◆ Work request ◆
Across the entries below, how many lines contain the string "tree"? Only the number is wanted.

◆ Records for the exercise ◆
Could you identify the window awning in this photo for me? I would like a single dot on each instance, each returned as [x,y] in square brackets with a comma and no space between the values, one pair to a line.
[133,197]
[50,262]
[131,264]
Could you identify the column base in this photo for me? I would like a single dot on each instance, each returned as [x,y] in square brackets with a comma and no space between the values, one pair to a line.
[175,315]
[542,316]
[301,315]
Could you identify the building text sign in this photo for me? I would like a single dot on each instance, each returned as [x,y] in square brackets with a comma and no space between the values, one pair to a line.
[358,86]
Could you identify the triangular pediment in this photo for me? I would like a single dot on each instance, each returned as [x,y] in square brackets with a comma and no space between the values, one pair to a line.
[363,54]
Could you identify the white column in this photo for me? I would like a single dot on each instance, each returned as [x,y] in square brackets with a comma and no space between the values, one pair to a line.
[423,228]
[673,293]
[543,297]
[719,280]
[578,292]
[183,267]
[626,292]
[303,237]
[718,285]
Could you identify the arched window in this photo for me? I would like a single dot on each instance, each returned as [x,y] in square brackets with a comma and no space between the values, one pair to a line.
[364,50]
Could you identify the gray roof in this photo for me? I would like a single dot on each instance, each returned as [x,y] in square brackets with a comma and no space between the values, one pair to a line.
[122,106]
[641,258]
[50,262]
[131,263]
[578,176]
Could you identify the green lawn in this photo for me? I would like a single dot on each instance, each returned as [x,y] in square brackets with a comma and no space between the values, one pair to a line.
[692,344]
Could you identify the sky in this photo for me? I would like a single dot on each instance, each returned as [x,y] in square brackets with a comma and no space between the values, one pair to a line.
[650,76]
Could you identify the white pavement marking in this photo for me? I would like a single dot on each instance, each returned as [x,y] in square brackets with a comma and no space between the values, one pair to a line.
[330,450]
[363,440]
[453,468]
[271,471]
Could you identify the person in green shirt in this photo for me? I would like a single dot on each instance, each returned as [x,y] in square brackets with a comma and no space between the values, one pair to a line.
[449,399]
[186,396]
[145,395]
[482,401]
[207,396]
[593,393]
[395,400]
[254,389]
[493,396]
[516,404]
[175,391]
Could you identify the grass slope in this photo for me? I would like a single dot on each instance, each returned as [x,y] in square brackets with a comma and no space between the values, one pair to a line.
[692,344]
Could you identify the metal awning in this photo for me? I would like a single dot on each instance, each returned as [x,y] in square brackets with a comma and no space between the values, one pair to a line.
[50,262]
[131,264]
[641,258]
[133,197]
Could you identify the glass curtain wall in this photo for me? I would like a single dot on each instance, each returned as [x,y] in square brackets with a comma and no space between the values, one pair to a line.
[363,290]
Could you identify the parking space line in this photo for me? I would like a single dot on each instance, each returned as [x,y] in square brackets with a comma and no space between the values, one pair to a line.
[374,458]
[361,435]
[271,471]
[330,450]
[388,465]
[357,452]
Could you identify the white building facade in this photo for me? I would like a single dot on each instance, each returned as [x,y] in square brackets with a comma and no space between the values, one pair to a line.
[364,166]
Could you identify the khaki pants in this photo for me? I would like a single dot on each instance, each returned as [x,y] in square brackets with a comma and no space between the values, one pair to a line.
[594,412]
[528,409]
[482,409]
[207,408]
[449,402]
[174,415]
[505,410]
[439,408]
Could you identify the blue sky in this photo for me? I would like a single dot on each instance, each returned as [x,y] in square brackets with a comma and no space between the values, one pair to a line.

* * *

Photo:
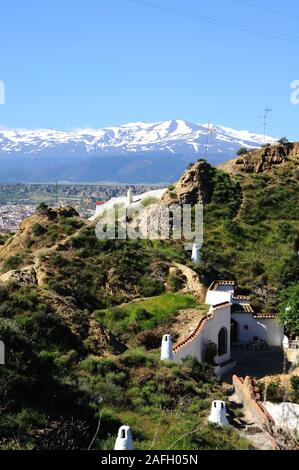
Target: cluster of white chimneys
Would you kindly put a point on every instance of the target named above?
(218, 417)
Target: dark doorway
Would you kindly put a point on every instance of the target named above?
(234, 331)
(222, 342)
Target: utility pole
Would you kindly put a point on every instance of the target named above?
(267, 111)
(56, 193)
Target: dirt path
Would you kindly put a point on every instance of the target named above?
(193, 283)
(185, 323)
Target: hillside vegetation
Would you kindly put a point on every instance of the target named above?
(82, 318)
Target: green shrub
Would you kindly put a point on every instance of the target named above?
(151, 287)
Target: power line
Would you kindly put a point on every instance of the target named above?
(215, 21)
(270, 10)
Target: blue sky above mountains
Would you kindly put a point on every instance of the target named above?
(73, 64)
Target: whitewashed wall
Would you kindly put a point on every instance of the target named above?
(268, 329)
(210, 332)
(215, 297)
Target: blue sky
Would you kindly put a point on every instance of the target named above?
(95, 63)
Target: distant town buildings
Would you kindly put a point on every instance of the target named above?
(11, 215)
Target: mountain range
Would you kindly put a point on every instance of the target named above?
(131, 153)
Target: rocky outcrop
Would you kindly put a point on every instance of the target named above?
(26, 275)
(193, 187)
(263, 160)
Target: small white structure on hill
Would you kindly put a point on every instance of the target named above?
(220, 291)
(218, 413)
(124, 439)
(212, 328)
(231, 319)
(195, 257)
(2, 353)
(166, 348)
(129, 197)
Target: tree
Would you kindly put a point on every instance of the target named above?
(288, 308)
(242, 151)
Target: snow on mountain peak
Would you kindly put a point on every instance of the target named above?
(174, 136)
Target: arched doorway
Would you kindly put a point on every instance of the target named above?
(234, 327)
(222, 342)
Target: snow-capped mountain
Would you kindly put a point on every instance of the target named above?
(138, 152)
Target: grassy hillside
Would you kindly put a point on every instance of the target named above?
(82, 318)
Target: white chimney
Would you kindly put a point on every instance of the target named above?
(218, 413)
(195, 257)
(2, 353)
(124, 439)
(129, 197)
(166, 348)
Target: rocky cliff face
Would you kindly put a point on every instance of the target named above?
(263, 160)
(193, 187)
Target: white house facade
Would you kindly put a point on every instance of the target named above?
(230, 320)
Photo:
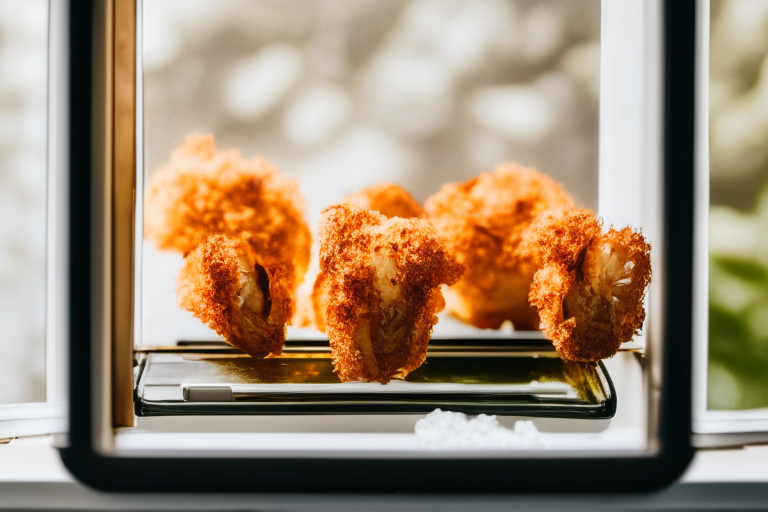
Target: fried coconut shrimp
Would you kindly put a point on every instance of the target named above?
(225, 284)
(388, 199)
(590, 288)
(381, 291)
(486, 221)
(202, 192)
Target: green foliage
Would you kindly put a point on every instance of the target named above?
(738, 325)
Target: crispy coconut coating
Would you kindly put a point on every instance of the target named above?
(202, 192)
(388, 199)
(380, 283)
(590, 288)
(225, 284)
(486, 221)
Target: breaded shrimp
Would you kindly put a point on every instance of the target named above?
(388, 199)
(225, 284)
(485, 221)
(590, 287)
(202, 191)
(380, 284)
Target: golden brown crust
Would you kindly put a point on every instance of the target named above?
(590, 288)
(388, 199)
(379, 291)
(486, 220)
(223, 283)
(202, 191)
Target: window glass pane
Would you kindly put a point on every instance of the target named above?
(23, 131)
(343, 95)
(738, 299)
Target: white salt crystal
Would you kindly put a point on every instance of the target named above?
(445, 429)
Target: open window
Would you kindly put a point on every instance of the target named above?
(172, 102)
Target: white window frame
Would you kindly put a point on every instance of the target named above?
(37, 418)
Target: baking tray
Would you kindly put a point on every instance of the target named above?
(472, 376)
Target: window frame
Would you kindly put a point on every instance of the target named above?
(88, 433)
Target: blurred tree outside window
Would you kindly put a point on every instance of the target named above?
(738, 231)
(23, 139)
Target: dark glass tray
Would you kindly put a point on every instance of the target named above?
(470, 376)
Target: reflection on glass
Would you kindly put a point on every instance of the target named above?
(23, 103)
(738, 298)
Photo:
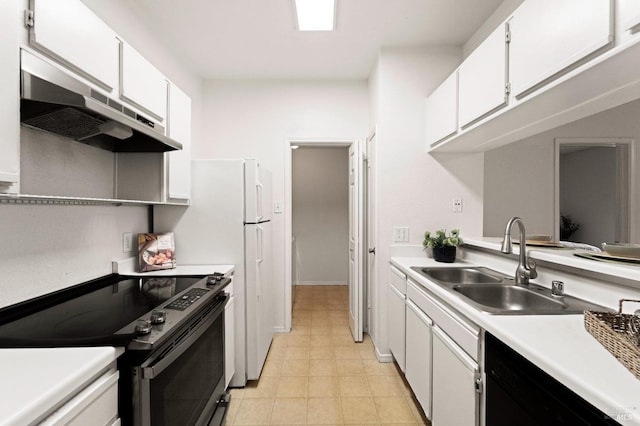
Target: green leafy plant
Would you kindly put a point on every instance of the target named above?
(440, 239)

◆ Your solution ◆
2